▸ Textauszug:
Von Zwangssterilisation bis Mord

Bernkastel-Wittlich · 300 000 Menschen fielen der Nazi-Euthanasie zum Opfer. Es waren körperlich und geistig Behinderte, psychisch Kranke, vor allem kranke und körperbehinderte Kinder. Sie wurden systematisch zwangssterilisiert, auch getötet. Die Leiterin des Kreisarchivs, Claudia Schmitt, recherchiert über die Opfer im Landkreis.

 Penibel gelistet: Die Bürokratie mit ihren Akten ermöglicht heute den Nachweis der Zwangssterilisierungen. Fotos (3): Claudia Schmitt/Kreisarchiv

Penibel gelistet: Die Bürokratie mit ihren Akten ermöglicht heute den Nachweis der Zwangssterilisierungen. Fotos (3): Claudia Schmitt/Kreisarchiv

Foto: (m_kreis )

Bernkastel-Wittlich. "Es hat mich regelrecht erschüttert, dass es so alltäglich war." Das sagt Claudia Schmitt, Leiterin des Kreisarchivs, nachdem sie mehr als zwei Jahre Schicksalen von Menschen im Kreis nachgespürt hat, die in der Zeit des Nationalsozialismus entweder zwangssterilisiert oder auch ermordet wurden: furchtbare Geschichten, die fast vergessen wurden.
Jedoch ist seit längerem das Interesse der Forschung an diesen Opfern erwacht. Claudia Schmitt hat zudem schon über Zwangsarbeit in der NS-Zeit im Kreis geforscht: "Und alles hängt irgendwie zusammen. So stoße ich immer wieder auf diese Themen und fange an nachzuforschen: Wie war das bei uns?" Ihre Recherche ist noch nicht abgeschlossen, das wird sie vermutlich nie, aber die Kreisarchiv-Leiterin hat mit Unterstützung des Landeshauptarchivs viele Fälle aus alten Akten dokumentieren können.

▸ Auszüge der Datensätze:
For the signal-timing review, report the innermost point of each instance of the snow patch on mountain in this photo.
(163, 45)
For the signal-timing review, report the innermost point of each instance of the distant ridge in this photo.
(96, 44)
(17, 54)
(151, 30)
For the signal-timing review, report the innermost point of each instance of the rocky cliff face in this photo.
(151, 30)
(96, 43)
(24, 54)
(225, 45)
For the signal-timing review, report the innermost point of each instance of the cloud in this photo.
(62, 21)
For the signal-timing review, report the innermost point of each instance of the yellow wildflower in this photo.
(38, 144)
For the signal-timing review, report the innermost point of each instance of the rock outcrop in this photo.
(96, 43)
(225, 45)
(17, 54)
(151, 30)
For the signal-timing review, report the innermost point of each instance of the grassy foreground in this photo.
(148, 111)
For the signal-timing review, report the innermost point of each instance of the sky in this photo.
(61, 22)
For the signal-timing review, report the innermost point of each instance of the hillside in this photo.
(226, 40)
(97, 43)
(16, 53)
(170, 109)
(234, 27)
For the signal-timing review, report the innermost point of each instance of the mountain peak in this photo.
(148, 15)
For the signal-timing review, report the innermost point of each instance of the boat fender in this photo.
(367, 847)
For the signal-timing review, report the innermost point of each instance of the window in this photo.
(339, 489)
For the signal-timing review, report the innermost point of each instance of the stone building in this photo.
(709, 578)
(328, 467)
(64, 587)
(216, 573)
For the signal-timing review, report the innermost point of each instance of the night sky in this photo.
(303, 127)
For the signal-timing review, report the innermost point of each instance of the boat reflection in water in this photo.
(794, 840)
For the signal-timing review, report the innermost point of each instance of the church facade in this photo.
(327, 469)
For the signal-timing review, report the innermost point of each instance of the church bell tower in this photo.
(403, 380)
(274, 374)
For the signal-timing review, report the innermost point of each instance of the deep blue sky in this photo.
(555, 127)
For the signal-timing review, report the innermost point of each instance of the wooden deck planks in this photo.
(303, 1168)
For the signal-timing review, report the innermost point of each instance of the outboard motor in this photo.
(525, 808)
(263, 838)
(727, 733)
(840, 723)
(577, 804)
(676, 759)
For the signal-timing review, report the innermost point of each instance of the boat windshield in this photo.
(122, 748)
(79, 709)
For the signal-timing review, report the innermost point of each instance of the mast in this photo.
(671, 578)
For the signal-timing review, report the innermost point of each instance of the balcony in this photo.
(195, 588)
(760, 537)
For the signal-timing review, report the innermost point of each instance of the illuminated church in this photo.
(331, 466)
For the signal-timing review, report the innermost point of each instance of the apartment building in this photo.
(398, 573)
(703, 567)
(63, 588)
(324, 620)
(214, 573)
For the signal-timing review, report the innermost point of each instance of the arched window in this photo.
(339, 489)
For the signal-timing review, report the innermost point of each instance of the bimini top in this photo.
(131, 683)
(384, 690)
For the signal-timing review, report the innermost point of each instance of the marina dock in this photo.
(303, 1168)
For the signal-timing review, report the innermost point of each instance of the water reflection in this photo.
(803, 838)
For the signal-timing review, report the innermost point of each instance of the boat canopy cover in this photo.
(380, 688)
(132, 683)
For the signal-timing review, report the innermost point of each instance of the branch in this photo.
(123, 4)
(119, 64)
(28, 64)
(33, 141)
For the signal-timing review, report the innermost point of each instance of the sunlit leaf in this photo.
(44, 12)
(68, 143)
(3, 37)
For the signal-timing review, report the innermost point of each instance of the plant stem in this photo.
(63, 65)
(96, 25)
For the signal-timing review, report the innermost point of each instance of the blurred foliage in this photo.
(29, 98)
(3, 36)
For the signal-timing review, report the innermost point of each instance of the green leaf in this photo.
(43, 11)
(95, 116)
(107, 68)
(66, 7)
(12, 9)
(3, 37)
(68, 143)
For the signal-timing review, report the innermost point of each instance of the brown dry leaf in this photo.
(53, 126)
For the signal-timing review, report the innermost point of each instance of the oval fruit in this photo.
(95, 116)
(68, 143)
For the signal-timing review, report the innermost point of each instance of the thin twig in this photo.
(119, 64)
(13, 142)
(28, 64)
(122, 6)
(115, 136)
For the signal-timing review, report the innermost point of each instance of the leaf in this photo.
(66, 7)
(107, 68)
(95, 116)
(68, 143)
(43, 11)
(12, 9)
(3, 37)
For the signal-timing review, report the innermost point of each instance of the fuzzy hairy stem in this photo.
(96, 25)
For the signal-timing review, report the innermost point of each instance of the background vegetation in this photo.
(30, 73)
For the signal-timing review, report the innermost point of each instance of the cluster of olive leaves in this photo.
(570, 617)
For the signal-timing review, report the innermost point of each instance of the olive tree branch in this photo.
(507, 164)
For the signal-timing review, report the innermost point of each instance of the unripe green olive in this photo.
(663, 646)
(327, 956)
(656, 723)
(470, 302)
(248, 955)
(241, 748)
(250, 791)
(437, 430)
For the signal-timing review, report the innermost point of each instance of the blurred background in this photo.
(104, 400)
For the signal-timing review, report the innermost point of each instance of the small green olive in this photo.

▸ Zu erledigende Aufgaben:
1 > Welche Gruppen von Menschen nennt der Artikel über die Nazi-Euthanasie im Kreis Bernkastel-Wittlich als Opfer? Gib sie in der Formulierung des Artikels an.
2 > Schreibe den Artikel über die Opfer der NS-Zeit im Kreis Bernkastel-Wittlich fort, und zwar im Anschluss an seinen letzten Satz.

▸ Lösungen:
1 >
- körperlich und geistig Behinderte
- psychisch Kranke
- kranke und körperbehinderte Kinder

2 >
So erinnert ihre Arbeit an das, was fast vergessen ist und auch in den Altkreisen Wittlich und Bernkastel schlimme Folgen für die Menschen hatte.
Am Anfang stand dabei der Mensch, der einen anderen Menschen beim Gesundheitsamt anzeigte: Ärzte, Hebammen, Mitarbeiter aus Heil- und Pflegeanstalten, Fürsorgeheimen meldeten dem Gesundheitsamt kranke oder körperbehinderte Personen. Auch Ortsbürgermeister und Ortsvorsteher meldeten Menschen, die unter das "Gesetz zur Verhütung erbkranken Nachwuchses" fielen: Körperbehinderte, Blinde, Taube, körperlich und seelisch Kranke, Geisteskranke und Alkoholiker. Weiterhin taucht ein Musterungsarzt im Aktenmaterial auf. Er meldete dem Wittlicher Landrat fünf "dienstpflichtige Männer" aus dem Landkreis Wittlich zur Sterilisierung.
Die massive Anzeigewelle an Gesundheitsämtern hat mit dem "Gesetz zur Verhütung erbkranken Nachwuchses" vom 14. Juli 1933 begonnen. Die Folge für die Angezeigten reichten von Zwangssterilisation bis zur Ermordung.
Ziel war es, sogenanntes "minderwertiges Erbgut" auszumerzen. Die Menschen sollten unfruchtbar gemacht werden. Und viele von ihnen wurden ab 1939 systematisch in den NS-Euthanasie-Mordaktionen durch Gas, Todesspritzen und andere Methoden getötet. Man gehe von mehr als 300 000 Toten aus, schreibt Schmitt in ihrer Arbeit.
In der Region waren das Kreiskrankenhaus Wittlich, das Evangelische Krankenhaus Trier und das Kreiskrankenhaus Saarburg zuständig.
Dort wurden die angezeigten Menschen und Familien begutachtet und den Erbgesundheitsgerichten gemeldet. Diese ordneten nach den Diagnosen der begutachtenden Ärzte Zwangssterilisierungen an. Claudia Schmitt hat dazu in ihrer Recherche über die Situation im Kreisgebiet unter anderem 146 Akten des Gesundheitsamtes Wittlich herausgefiltert mit Anzeigen zur Sterilisierung sowie Berichten über ausgeführte Sterilisierungen.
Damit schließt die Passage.